__Aufgabenstellung__. Gib aus dem Text über Ekzeme und Neurodermitis den Abschnitt wortgetreu wieder, der mit „Differentialdiagnosen nicht ausser“ beginnt und bis einschließlich „zu weissen Stellen.“ reicht.

__Ausgangstext__.
=====
Beispiele für andere, nicht-atopische, Ekzeme sind das Kontaktekzem, das einerseits aufgrund durch Kontaktstoffe wie Nickel oder Duftstoffe ausgelöst werden kann. Aber durch häufiges Händewaschen mit aggressiven Seifen oder Desinfektionsmitteln (kumulativ-toxisch) kann ein Kontaktekzem entstehen. Ein Exsikkationsekzem hingegen tritt auf bei zu trockener Haut, und das seborrhoische Ekzem bei zu fettiger Haut.
Differentialdiagnosen nicht ausser Acht lassen
Die Neurodermitis kann alle Altersgruppen betreffen. Bei der Neurodermitis kommt es zu Juckreiz, symmetrisch an Unterarmen und Unterschenkeln oder im Gesicht, mit trockener Haut. Auch ein Dermographismus ist nicht untypisch: Dabei kommt es in auf der geröteten Haut an den entzündeten Stellen bei Druckauswirkung vorübergehend zu weissen Stellen.
Kardinalsymptom der Neurodermitis ist der Juckreiz, bei erwachsenen Patienten sieht man auch oft eine Lichenifikation (Vergröberung der Hautfältelung) durch die chronische Entzündung. Differentialdiagnostisch muss an an andere Dermatosen gedacht werden wie beispielsweise an Psoriasis (siehe Kasten), ein Erysipel, Lichen ruber, Skabies, oder auch das kutane T-Zell-Lymphom. Eine kutane Neoplasie wie das kutane T-Zell-Lymphom sollte insbesondere ausgeschlossen werden, wenn es sich um erythemato-squamöse Hautveränderungen im Alter handelt, bei denen keine Besserung trotz Therapie eintritt. Hier kann meist nur eine histologische Untersuchung Aufschluss geben.
=====
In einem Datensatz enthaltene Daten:

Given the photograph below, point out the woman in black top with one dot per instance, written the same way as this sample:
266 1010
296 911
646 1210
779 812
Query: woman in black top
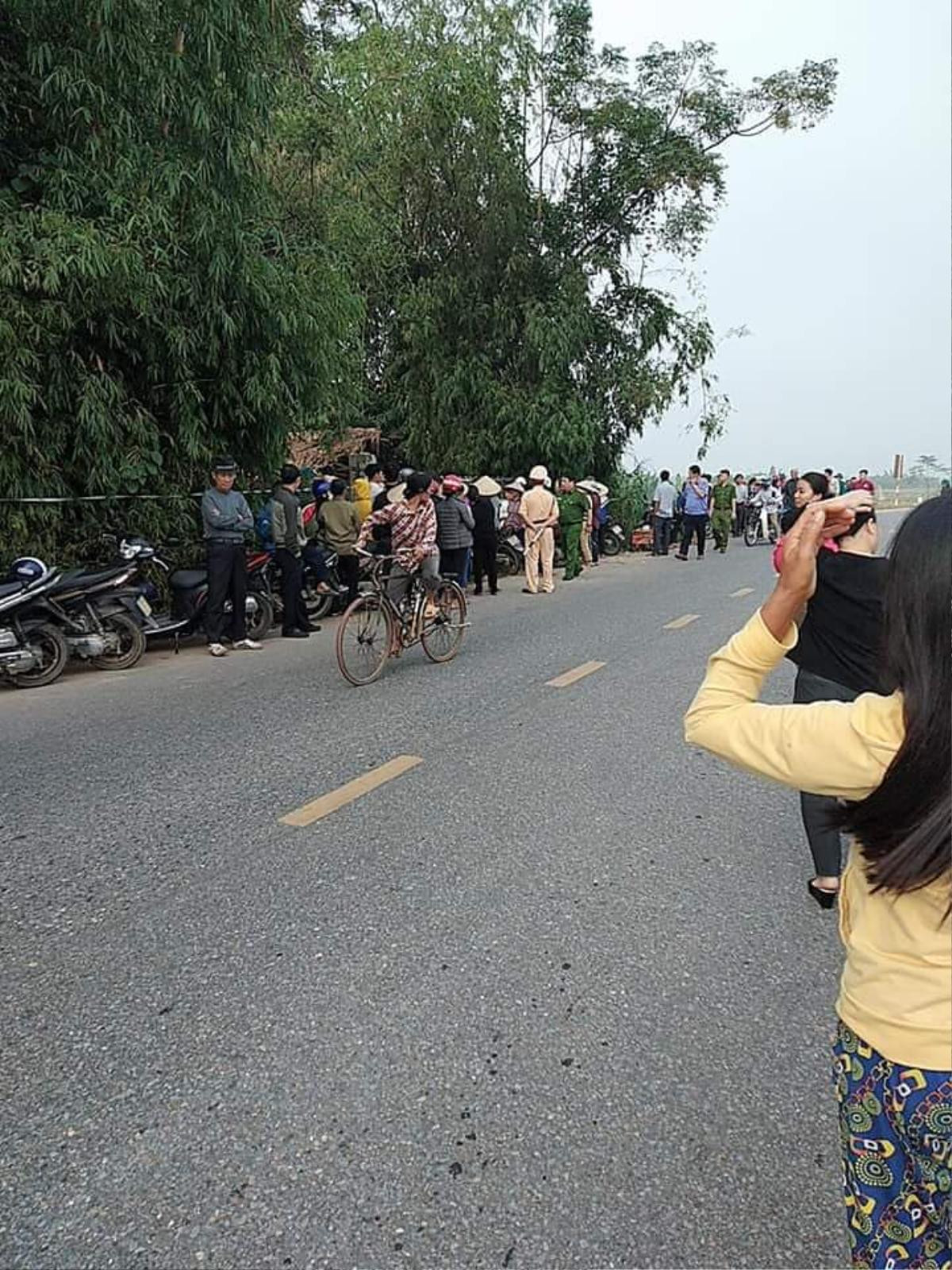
837 658
484 541
810 488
=====
__Lösung__.
Differentialdiagnosen nicht ausser Acht lassen
Die Neurodermitis kann alle Altersgruppen betreffen. Bei der Neurodermitis kommt es zu Juckreiz, symmetrisch an Unterarmen und Unterschenkeln oder im Gesicht, mit trockener Haut. Auch ein Dermographismus ist nicht untypisch: Dabei kommt es in auf der geröteten Haut an den entzündeten Stellen bei Druckauswirkung vorübergehend zu weissen Stellen.